Requisiti del compito
Riporta sotto forma di elenco numerato le righe del materiale sottostante, escludendo quelle vuote. Parti dalla riga che contiene "Q: For each instance of the white fabric" e prosegui fino alla fine del materiale.

Record di dati

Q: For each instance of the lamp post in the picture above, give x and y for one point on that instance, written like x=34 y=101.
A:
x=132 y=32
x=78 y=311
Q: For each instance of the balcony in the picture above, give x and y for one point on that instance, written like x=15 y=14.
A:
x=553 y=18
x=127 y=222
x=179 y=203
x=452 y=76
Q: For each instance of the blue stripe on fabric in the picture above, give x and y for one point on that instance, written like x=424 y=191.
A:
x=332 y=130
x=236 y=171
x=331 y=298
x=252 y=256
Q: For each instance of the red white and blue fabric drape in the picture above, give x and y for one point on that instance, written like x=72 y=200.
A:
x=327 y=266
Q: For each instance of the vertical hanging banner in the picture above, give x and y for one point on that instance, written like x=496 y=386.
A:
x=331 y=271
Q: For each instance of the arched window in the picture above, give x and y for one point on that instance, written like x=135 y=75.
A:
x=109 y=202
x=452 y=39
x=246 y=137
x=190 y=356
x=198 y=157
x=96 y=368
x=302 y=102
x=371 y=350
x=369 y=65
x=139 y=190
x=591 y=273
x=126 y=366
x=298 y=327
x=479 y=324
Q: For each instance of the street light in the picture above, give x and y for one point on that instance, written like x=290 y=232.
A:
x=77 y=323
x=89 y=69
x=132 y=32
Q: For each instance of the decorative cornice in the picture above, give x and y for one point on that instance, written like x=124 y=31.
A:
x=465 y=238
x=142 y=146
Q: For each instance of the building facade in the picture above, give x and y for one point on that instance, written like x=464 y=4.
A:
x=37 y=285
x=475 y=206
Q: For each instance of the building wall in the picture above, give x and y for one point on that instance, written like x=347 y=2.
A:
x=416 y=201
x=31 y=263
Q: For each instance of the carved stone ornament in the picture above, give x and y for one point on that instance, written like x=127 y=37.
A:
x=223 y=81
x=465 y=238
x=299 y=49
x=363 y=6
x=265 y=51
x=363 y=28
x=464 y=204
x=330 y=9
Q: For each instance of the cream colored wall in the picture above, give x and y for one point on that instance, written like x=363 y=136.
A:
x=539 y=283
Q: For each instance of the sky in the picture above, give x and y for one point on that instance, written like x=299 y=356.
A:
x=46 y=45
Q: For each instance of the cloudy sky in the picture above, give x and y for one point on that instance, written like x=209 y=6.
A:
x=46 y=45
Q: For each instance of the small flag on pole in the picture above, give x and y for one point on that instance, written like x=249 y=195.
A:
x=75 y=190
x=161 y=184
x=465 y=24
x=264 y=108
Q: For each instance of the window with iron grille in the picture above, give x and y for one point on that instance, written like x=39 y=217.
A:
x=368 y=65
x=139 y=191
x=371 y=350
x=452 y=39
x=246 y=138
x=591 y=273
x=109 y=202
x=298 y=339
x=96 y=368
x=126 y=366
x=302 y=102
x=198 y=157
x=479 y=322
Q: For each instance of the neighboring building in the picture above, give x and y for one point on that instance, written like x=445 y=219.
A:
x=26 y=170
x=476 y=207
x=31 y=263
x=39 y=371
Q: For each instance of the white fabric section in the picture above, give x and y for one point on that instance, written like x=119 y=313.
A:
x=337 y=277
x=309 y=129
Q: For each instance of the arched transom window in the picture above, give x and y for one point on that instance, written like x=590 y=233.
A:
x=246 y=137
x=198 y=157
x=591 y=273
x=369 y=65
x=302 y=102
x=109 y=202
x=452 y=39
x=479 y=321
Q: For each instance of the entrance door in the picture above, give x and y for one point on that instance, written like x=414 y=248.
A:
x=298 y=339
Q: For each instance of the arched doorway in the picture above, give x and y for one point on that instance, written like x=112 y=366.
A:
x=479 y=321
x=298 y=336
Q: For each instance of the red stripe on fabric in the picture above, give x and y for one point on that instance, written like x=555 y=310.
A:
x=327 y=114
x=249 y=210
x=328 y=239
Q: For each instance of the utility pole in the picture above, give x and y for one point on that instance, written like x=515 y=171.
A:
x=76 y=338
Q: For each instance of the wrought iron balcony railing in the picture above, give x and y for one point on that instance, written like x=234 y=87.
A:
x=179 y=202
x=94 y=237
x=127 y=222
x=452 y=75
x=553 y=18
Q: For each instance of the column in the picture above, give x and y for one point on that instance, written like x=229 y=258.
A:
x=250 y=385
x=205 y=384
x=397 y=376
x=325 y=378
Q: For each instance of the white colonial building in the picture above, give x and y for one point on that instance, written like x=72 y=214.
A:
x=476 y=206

Risultato esercizio
1. Q: For each instance of the white fabric section in the picture above, give x and y for one point on that instance, written like x=119 y=313.
2. A:
3. x=337 y=277
4. x=309 y=129
5. Q: For each instance of the arched transom window in the picture above, give x and y for one point on that instance, written like x=590 y=233.
6. A:
7. x=246 y=137
8. x=198 y=157
9. x=591 y=273
10. x=369 y=65
11. x=302 y=102
12. x=109 y=202
13. x=452 y=39
14. x=479 y=321
15. Q: For each instance of the entrance door in the picture above, give x and y for one point on that instance, written like x=414 y=248.
16. A:
17. x=298 y=339
18. Q: For each instance of the arched doorway in the picture above, give x and y for one point on that instance, written like x=112 y=366.
19. A:
20. x=479 y=321
21. x=298 y=336
22. Q: For each instance of the red stripe on fabric in the picture above, give x and y for one point on that instance, written like x=555 y=310.
23. A:
24. x=327 y=114
25. x=249 y=210
26. x=328 y=239
27. Q: For each instance of the utility pole in the picture above, give x and y for one point on that instance, written like x=515 y=171.
28. A:
29. x=76 y=338
30. Q: For each instance of the wrought iron balcony railing in the picture above, give x and y for one point on that instance, written like x=234 y=87.
31. A:
32. x=179 y=202
33. x=94 y=237
34. x=127 y=222
35. x=452 y=75
36. x=553 y=18
37. Q: For each instance of the column in the picture above, give x and y for one point on that instance, written like x=229 y=258.
38. A:
39. x=250 y=385
40. x=205 y=384
41. x=397 y=376
42. x=325 y=378
43. Q: For each instance of the white colonial building in the picture above, give x and y for one point on that instance, written like x=72 y=214.
44. A:
45. x=476 y=206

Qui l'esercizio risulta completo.